The first phase of the targeted housing (private rented sector) enforcement pilot; the
Claremont ‘Ten Streets Project’, is nearing completion and early indicators show successes
in encouraging private sector investment to achieve both minimum statutory and decent
homes standards compliance. This targeted programmed inspection initiative is believed to
be the first of its kind in the country and provides valuable performance measures for any
future MIPS (Monitoring and Intervention in the Private Sector) project. A total of 369
properties have been inspected to date, in the project area.

Over 90 Houses in Multiple Occupation licences have been issued and investigative and
licensing enforcement powers are being used to identify and tackle properties operating as
unauthorised Houses in Multiple Occupation’s. This work is being carried out jointly with a
range of Council service areas and other agencies as part of the wider agenda of cleaning
up neighbourhoods and improving standards for occupants and neighbours.

In December 2007, the Council successfully prosecuted an established local landlord and
agent for operating a sub-standard Houses in Multiple Occupation. The landlord received a
criminal conviction for contravention of Houses in Multiple Occupation Management
Regulations including; poor fire and electrical safety measures, structural defects and
inadequate waste management facilities. The landlord can now be refused a licence as not
being a fit and proper person under the Housing Act. Another prosecution of an established
landlord with a large portfolio of properties is currently waiting a court date.

Thank you Mr Mayor, I will be pleased to invite any questions or comments from Councillors
in relation to the Culture and Communities portfolio.

○ ○ ○ ○ ○ ○ ○

→ **THINGS TO DO**:
**1.** Give again, word for word, everything in the housing enforcement report from "Over 90 Houses" down to "occupants and neighbours.".
**2.** According to the housing enforcement report, why is the work against unauthorised Houses in Multiple Occupation carried out jointly with other Council service areas and agencies?
**3.** Answer these questions from the housing enforcement report:
(a) How many properties have been inspected to date in the project area?
(b) How many Houses in Multiple Occupation licences have been issued?
(c) In what month and year did the Council prosecute an established local landlord and agent?
The data plays no part in any of this.

→ **ENTRIES SUPPLIED**:
○ ○ ○ ○ ○ ○ ○

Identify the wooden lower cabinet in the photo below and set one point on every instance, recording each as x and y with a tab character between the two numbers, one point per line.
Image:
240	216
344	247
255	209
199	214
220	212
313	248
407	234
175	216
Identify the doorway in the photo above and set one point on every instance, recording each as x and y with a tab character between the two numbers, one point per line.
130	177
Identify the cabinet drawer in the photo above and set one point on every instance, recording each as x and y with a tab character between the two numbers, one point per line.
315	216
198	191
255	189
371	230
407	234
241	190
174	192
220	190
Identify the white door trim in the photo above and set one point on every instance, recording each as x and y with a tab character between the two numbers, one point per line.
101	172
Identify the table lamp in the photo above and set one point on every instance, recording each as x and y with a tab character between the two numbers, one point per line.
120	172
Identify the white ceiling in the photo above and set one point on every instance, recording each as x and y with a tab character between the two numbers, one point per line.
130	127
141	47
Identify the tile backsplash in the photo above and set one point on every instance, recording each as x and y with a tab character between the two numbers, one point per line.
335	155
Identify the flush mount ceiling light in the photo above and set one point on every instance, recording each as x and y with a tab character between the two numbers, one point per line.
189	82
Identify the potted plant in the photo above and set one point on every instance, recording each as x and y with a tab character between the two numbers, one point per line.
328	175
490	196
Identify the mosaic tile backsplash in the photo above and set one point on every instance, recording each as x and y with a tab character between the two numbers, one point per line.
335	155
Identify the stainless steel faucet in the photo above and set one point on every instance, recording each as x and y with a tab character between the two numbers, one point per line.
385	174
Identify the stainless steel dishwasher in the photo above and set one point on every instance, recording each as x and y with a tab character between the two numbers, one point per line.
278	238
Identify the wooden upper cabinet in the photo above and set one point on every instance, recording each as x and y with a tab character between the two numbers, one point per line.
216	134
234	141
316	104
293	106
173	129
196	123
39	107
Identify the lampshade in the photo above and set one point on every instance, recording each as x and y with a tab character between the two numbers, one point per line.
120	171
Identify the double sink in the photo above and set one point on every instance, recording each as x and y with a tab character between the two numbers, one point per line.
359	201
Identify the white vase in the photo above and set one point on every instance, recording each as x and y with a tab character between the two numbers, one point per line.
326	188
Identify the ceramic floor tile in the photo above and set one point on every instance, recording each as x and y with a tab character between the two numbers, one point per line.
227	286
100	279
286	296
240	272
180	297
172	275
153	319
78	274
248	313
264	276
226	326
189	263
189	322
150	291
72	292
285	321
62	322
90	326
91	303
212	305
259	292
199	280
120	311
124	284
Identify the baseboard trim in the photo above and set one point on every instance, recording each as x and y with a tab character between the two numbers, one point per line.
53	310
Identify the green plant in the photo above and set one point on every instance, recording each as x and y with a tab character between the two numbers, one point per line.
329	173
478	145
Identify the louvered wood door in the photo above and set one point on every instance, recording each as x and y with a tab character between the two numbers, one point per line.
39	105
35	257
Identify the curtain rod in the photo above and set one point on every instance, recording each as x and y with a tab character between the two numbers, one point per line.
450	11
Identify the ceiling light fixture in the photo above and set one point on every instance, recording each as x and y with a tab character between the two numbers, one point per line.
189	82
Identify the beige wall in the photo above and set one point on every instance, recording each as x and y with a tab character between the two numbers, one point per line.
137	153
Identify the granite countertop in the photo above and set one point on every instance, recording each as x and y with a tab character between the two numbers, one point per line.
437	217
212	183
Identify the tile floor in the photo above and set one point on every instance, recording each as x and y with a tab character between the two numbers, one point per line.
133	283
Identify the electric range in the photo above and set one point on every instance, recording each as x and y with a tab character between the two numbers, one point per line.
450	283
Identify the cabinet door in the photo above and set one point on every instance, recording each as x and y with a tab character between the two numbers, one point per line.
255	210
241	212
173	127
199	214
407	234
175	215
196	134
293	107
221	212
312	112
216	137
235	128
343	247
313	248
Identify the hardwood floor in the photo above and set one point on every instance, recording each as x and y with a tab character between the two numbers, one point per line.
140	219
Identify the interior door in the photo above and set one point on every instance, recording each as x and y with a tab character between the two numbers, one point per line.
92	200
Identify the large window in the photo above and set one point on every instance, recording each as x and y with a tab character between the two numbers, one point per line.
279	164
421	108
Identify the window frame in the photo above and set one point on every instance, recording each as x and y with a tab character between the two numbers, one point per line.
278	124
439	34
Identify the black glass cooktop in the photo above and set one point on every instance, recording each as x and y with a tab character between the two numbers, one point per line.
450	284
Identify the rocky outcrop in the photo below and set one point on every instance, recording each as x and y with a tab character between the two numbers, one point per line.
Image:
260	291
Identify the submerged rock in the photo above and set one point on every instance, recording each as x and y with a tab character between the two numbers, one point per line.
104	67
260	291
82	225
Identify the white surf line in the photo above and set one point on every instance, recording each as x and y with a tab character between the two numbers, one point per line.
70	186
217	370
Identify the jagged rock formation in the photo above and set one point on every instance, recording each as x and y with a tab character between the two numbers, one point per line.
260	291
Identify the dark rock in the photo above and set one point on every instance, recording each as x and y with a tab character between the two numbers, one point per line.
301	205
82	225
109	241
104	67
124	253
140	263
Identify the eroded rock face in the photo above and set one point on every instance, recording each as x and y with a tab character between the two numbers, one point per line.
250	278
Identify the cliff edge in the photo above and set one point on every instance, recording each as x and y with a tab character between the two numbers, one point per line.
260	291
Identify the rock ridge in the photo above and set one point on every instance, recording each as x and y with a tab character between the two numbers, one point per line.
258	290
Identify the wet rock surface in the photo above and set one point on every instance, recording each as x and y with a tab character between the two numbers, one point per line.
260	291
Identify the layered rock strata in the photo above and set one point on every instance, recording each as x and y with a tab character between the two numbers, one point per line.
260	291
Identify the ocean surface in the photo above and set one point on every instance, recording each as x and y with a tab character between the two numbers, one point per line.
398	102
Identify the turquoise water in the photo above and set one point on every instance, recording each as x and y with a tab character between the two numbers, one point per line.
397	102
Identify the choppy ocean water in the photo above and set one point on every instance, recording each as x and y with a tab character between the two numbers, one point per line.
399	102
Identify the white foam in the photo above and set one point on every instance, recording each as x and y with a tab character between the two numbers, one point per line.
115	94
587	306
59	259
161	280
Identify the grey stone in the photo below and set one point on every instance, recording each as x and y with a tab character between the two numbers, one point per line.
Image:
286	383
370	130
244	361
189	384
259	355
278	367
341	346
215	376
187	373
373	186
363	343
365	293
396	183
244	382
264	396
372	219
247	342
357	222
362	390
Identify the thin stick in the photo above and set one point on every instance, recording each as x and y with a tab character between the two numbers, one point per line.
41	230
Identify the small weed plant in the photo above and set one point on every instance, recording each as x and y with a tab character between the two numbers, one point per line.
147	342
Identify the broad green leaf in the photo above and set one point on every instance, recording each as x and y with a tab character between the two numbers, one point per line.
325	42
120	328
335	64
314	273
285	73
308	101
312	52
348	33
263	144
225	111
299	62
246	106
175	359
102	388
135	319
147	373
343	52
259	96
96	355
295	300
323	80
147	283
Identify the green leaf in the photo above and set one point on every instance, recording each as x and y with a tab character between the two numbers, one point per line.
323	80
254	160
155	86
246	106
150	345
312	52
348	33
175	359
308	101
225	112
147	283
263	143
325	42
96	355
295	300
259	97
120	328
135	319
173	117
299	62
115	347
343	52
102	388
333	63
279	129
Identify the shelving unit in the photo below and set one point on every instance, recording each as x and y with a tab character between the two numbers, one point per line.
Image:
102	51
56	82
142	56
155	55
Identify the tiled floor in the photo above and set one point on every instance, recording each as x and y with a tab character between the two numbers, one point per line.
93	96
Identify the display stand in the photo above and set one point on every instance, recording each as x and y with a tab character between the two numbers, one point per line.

○ ○ ○ ○ ○ ○ ○

→ **PER-TASK OUTPUTS**:
**1.**
Over 90 Houses in Multiple Occupation licences have been issued and investigative and
licensing enforcement powers are being used to identify and tackle properties operating as
unauthorised Houses in Multiple Occupation’s. This work is being carried out jointly with a
range of Council service areas and other agencies as part of the wider agenda of cleaning
up neighbourhoods and improving standards for occupants and neighbours.

**2.** It is carried out jointly as part of the wider agenda of cleaning up neighbourhoods and improving standards for occupants and neighbours.

**3.**
(a) 369
(b) Over 90
(c) December 2007